* **Source information**
══════════

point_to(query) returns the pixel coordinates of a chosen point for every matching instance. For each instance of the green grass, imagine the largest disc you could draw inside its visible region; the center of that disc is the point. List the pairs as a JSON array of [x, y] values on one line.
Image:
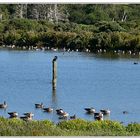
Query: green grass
[[78, 127]]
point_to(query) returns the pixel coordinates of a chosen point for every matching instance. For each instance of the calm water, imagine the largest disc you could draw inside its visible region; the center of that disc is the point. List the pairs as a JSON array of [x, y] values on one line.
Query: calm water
[[84, 80]]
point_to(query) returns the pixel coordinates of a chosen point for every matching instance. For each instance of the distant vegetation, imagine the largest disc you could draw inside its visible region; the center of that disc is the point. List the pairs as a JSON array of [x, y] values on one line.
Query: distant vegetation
[[78, 127], [71, 26]]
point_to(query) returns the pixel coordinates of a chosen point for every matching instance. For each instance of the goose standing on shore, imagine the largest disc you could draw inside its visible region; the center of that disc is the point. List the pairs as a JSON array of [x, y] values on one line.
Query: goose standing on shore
[[48, 109], [13, 114], [90, 110], [4, 105]]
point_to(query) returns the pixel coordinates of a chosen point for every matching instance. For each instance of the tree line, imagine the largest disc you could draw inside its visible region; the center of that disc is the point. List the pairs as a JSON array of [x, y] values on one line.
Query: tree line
[[116, 30]]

══════════

* **Exercise requirements**
What lines above hold the word "values"? Pull each one out.

* **Result of the task**
point_to(query) returns the pixel coordinates of a chosen point for every matching instance. For each instance of the green grass, imagine the largest disc you could draw inside its visible region; the center of that disc is the point. List the pairs as a JSON array of [x, y] values on one line.
point_to(query) returns the pixel coordinates of a chosen point for every matching instance. For each instance of the calm water, imagine the largest disc you could draw inside its visible region; the center of that disc is the point. List the pairs as a JSON array of [x, y] values on one line.
point_to(query) returns the pixel coordinates of a chosen point for every matching instance. For each instance of the distant vegetation, imagine the largest disc you could draw inside its visible region; the center of that disc is the point. List the pairs as a JSON array of [x, y] values on one line.
point_to(query) returns the pixel coordinates of a chosen point for every matching instance. For each instance of the goose standing on shore, imagine the largest disc you could draw inside its visible region; the center of that disc is the point. List the pairs as a JSON array of [x, y] values on one line.
point_to(query) returns the pixel coordinates of a chosen point for every matching instance. For each instance of the tree line, imagine the largest disc you could draw inside its visible region; the center of that disc is the point. List the pairs as a JSON array of [x, y] values on one line.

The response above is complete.